* **Problem details**
The answer should reproduce every entry exactly and contain no images.

* **Data records**
⟨

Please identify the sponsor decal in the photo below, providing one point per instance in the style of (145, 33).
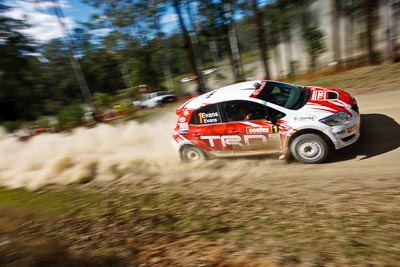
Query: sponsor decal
(233, 139)
(258, 130)
(211, 117)
(183, 128)
(259, 87)
(352, 128)
(319, 95)
(305, 118)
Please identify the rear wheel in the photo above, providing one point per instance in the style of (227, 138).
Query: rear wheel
(309, 148)
(192, 153)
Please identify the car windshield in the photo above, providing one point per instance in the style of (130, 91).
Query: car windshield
(283, 94)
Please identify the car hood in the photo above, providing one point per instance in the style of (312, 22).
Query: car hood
(328, 99)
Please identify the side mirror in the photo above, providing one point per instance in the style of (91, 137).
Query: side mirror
(268, 117)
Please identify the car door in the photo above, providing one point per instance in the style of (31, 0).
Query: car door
(248, 130)
(207, 129)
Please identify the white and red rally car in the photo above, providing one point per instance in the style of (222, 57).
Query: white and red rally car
(262, 117)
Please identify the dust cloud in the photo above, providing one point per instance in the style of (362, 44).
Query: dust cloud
(129, 152)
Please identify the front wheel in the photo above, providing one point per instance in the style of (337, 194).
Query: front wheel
(309, 148)
(192, 153)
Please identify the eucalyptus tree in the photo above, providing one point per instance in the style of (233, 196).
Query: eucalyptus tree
(20, 76)
(259, 20)
(311, 33)
(190, 44)
(131, 38)
(220, 16)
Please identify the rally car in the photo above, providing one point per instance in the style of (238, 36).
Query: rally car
(262, 117)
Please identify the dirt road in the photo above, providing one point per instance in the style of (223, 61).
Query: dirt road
(147, 209)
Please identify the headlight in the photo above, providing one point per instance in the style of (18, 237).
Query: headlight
(339, 118)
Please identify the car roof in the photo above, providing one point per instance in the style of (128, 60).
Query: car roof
(235, 91)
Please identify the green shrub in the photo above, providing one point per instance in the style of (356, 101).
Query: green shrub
(70, 116)
(11, 126)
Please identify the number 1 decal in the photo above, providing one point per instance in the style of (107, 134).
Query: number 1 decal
(200, 117)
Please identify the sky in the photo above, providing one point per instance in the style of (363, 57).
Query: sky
(45, 25)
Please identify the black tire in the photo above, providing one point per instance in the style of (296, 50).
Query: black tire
(192, 154)
(309, 148)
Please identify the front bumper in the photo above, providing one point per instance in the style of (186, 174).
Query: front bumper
(345, 135)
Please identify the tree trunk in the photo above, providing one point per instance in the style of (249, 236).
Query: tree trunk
(262, 44)
(335, 32)
(369, 8)
(390, 41)
(189, 48)
(233, 43)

⟩

* **Output**
Please identify the sponsor decal in the photo below, providing one point per instance in the style of (145, 33).
Query: sponsor decal
(233, 139)
(258, 130)
(211, 117)
(183, 128)
(259, 87)
(352, 128)
(319, 95)
(305, 118)
Please identify the rear wheel in the photo above, providing one point per instance in the style of (227, 138).
Query: rear wheel
(309, 148)
(192, 153)
Please identify the car windshield in the photo above, providing one point per instance in the style of (130, 91).
Query: car windshield
(283, 94)
Please identify the car hood in the photo above, providing one point per instance in the style of (312, 22).
Query: car hood
(328, 99)
Please identify the side mirror in the photo above, providing one point per instance in the style of (91, 137).
Query: side mirror
(268, 117)
Please identify the car door in the photo above, providing one point per instance in the style of (31, 0).
Query: car door
(248, 130)
(207, 129)
Please identify the white and red rally car in the photo above, providing one point per instance in the style of (222, 57).
Query: white and red rally car
(262, 117)
Please identify the dust cloud in the photo above, providing one point per instance in the style of (362, 44).
Query: dust cloud
(129, 152)
Please identify the front wheel in the photo above, providing one point per instance in the style of (337, 194).
Query: front wheel
(309, 148)
(192, 153)
Please identify the eucalyptus tree in the photo above, providing one point per instance in the style of (233, 196).
Query: eucalyptus tree
(20, 76)
(259, 20)
(311, 33)
(190, 44)
(131, 38)
(220, 16)
Please identify the rally car in the photo above, providing one point per instance in the style of (238, 36).
Query: rally car
(262, 117)
Please identify the dirt road in the photo above, providing one point per instance in the style of (223, 61).
Query: dirt road
(147, 209)
Please identify the headlight in the photo above, providing one point per instance in the style of (18, 237).
Query: headlight
(339, 118)
Please identify the car roof in the photo above, providing one point per instance in the style of (128, 60).
Query: car roof
(235, 91)
Please identify the green shrub in the photo above, providing one point per instance in the style of (356, 101).
Query: green shrub
(70, 116)
(11, 126)
Please identify the number 1 decal in the photo above, providing one point per instance in the style of (107, 134).
Query: number 1 decal
(200, 117)
Please identify the sky in the photo above, providing one point per instance in the style of (363, 57).
Query: sky
(45, 25)
Please identify the black tire in the photo above, providing one point per instance in the style of (296, 50).
Query: black tire
(192, 154)
(309, 148)
Please identify the front bumper in the photo above, providing one point per instance in the style of (186, 174).
Query: front bumper
(345, 135)
Please identify the tree trunk in the photo above, providing one point per instance in the style of (249, 236).
Query: tree trunk
(262, 44)
(335, 32)
(369, 8)
(390, 41)
(189, 48)
(233, 43)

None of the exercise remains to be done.